Dataset items
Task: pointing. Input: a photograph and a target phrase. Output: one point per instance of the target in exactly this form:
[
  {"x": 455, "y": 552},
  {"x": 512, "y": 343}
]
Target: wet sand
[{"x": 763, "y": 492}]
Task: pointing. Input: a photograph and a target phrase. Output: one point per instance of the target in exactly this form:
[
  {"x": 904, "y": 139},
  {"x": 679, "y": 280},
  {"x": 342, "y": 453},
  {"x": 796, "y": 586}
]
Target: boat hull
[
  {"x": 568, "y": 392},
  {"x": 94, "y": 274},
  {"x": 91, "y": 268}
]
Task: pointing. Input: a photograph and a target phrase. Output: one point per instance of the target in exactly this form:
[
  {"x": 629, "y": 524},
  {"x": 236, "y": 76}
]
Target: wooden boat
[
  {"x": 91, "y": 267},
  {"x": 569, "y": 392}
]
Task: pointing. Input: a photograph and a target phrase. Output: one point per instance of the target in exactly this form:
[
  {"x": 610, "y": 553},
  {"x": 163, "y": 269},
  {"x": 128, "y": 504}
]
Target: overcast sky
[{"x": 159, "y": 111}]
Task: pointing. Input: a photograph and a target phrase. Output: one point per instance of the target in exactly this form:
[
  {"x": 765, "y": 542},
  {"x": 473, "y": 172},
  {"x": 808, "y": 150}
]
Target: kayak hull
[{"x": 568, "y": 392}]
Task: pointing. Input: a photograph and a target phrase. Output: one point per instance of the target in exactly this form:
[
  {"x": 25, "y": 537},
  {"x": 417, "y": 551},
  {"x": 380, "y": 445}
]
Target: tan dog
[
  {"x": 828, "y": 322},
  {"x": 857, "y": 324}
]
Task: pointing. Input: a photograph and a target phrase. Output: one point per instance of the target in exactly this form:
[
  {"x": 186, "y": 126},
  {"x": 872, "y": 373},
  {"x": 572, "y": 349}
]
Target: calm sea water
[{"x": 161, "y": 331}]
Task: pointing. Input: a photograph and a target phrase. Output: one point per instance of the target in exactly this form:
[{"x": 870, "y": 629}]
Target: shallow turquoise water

* DIRECTION: Pull out every line of the rows above that contains the string "water", and treat uppercase and lowercase as different.

* TASK SOLUTION:
Target: calm sea water
Target: shallow turquoise water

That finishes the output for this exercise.